[Records supplied]
==============================

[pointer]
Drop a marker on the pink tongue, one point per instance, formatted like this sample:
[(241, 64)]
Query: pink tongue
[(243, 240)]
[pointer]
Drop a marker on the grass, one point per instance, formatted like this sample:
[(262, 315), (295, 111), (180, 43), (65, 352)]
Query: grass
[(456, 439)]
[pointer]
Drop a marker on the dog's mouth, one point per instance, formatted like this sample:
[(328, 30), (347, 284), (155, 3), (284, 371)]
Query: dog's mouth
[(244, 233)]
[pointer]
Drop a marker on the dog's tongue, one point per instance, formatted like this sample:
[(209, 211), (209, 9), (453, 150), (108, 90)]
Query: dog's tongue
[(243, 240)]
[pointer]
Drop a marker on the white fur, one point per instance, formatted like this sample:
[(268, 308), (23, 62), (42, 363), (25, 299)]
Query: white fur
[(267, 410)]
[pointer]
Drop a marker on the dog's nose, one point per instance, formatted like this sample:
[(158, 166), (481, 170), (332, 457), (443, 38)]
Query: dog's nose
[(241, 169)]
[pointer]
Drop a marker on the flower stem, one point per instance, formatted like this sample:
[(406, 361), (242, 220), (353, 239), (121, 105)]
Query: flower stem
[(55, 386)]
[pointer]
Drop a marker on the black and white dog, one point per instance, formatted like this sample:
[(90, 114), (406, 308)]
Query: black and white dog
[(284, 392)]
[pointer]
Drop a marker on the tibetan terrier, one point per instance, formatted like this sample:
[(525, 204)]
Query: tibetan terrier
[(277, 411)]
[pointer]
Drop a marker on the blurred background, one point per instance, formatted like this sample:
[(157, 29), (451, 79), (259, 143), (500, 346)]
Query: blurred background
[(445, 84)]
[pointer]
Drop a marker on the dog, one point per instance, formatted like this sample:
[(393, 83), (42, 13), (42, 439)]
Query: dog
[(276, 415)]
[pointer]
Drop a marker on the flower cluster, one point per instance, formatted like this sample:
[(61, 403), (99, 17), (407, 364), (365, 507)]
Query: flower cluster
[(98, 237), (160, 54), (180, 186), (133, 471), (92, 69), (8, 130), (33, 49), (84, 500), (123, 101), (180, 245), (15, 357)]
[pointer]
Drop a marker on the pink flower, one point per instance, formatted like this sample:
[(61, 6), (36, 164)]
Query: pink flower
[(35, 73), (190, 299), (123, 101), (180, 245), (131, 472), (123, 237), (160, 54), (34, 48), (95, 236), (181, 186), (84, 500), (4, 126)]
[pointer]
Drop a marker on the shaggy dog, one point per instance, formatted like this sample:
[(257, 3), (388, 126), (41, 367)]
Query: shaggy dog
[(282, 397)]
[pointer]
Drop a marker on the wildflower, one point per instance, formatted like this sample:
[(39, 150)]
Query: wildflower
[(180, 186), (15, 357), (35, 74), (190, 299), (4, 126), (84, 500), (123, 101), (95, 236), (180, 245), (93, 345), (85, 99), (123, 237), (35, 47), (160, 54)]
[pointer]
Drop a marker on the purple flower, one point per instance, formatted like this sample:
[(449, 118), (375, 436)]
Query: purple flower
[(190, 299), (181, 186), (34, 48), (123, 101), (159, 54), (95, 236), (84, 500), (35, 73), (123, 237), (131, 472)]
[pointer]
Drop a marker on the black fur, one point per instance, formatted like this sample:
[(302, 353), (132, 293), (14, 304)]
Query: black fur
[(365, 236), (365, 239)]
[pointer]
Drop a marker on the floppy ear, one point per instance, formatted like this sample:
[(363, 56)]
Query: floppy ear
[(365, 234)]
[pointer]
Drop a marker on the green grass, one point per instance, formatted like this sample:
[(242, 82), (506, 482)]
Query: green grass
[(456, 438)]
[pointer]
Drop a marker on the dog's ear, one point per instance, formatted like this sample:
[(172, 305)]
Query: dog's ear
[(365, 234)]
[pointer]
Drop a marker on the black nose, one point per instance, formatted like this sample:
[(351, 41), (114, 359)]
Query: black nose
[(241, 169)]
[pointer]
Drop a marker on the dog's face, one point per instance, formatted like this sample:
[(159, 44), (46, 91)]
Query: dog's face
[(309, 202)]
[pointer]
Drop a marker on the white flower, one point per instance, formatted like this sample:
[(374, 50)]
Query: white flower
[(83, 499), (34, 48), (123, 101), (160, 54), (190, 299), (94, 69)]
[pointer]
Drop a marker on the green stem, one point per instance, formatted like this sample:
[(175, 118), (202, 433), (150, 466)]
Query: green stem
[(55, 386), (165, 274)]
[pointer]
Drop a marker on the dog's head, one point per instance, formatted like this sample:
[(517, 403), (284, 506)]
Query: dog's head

==============================

[Description of the task]
Retype all of the items above exactly, without changing any words, numbers or punctuation.

[Task solution]
[pointer]
Drop a marker on the pink tongue, one point per instance, formatted like this sample:
[(241, 64)]
Query: pink tongue
[(243, 240)]
[pointer]
Drop a marker on the grass, one point per instance, formatted like this sample:
[(262, 315), (295, 111), (180, 43), (65, 352)]
Query: grass
[(456, 439)]
[pointer]
Drop a marker on the dog's mouth, one point per instance, formatted like this sample:
[(328, 30), (347, 284), (155, 3), (284, 371)]
Query: dog's mouth
[(244, 233)]
[pointer]
Drop a marker on the dog's tongue, one point per instance, formatted like this sample:
[(209, 211), (209, 9), (453, 150), (108, 90)]
Query: dog's tongue
[(243, 240)]
[pointer]
Drop a marker on the white fur, one point per instance, formatted like this sample:
[(268, 308), (23, 62), (42, 363), (25, 299)]
Query: white fur
[(267, 410)]
[pointer]
Drop a marker on the dog's nose, one point per instance, formatted like this sample:
[(158, 166), (481, 170), (332, 457), (443, 38)]
Query: dog's nose
[(241, 169)]
[pointer]
Drop a marker on the flower stem, one point per instance, formatted like this sample:
[(406, 361), (242, 220), (353, 239), (121, 105)]
Query: flower stem
[(55, 386)]
[pointer]
Drop a marker on the black and white dog, one point per instance, formatted like this sample:
[(90, 114), (406, 308)]
Query: black and white dog
[(284, 392)]
[pointer]
Drop a marker on the tibetan terrier, one point per instance, formatted like this sample:
[(525, 204)]
Query: tibetan terrier
[(277, 411)]
[pointer]
Drop a marker on the blurred background, one point per instance, formatted like this sample:
[(157, 29), (451, 79), (259, 143), (500, 346)]
Query: blurred background
[(445, 84)]
[pointer]
Drop a marker on the dog, one point per instance, formatted like this sample:
[(393, 83), (42, 13), (42, 439)]
Query: dog
[(276, 415)]
[pointer]
Drop a marker on the flower cluster, one point per instance, formatted like this sample:
[(61, 403), (99, 17), (407, 364), (365, 507)]
Query: flower cluster
[(98, 237), (160, 54), (180, 186), (133, 471), (92, 69), (8, 130), (33, 49), (84, 500), (123, 101), (180, 245), (15, 357)]
[pointer]
Drop a marker on the pink flower, one point per instance, formatted like this sample:
[(61, 6), (36, 164)]
Query: pink flower
[(35, 73), (190, 299), (123, 101), (180, 245), (131, 472), (123, 237), (160, 54), (34, 48), (95, 236), (181, 186), (84, 500), (4, 126)]
[pointer]
Drop a marker on the shaggy dog, one point per instance, formatted like this sample:
[(257, 3), (388, 126), (41, 367)]
Query: shaggy dog
[(282, 397)]
[pointer]
Drop a marker on the wildflower, one point per instance, formatted like this sample:
[(39, 150)]
Query: wildflower
[(180, 186), (15, 357), (35, 74), (190, 299), (4, 126), (84, 500), (123, 101), (95, 236), (180, 245), (93, 345), (85, 99), (123, 237), (35, 47), (160, 54)]
[pointer]
Drop a marker on the purple flower, one point per instance, formatted like this sample:
[(449, 118), (375, 436)]
Query: purple flower
[(190, 299), (181, 186), (34, 48), (123, 101), (159, 54), (95, 236), (84, 500), (35, 73), (123, 237), (131, 472)]
[pointer]
Drop a marker on the black fur, one point per instance, formatted like this sample:
[(302, 353), (132, 293), (14, 304)]
Query: black fur
[(365, 236), (365, 239)]
[pointer]
Drop a marker on the floppy ear, one point per instance, formatted like this sample:
[(363, 56)]
Query: floppy ear
[(365, 234)]
[pointer]
Drop a marker on the green grass, one point per instance, formatted like this sample:
[(242, 82), (506, 482)]
Query: green grass
[(456, 438)]
[pointer]
Drop a marker on the dog's ear, one point per instance, formatted like this sample:
[(172, 305)]
Query: dog's ear
[(365, 234)]
[pointer]
Drop a marker on the black nose, one point per instance, formatted like this sample:
[(351, 41), (114, 359)]
Query: black nose
[(241, 169)]
[pointer]
Drop a marker on the dog's face, one point per instance, formatted like this sample:
[(159, 44), (46, 91)]
Query: dog's face
[(309, 202)]
[pointer]
Drop a marker on the white flower, one point per instance, formatted like this sample:
[(374, 50)]
Query: white flower
[(83, 499), (34, 48), (123, 101), (160, 54), (190, 299), (94, 69)]
[pointer]
Drop a marker on the green stem, one point per instance, formatted like this sample:
[(175, 118), (202, 433), (150, 466)]
Query: green stem
[(55, 386), (165, 274)]
[pointer]
Drop a marker on the dog's head, one point per instance, formatted like this sample:
[(517, 403), (284, 506)]
Query: dog's head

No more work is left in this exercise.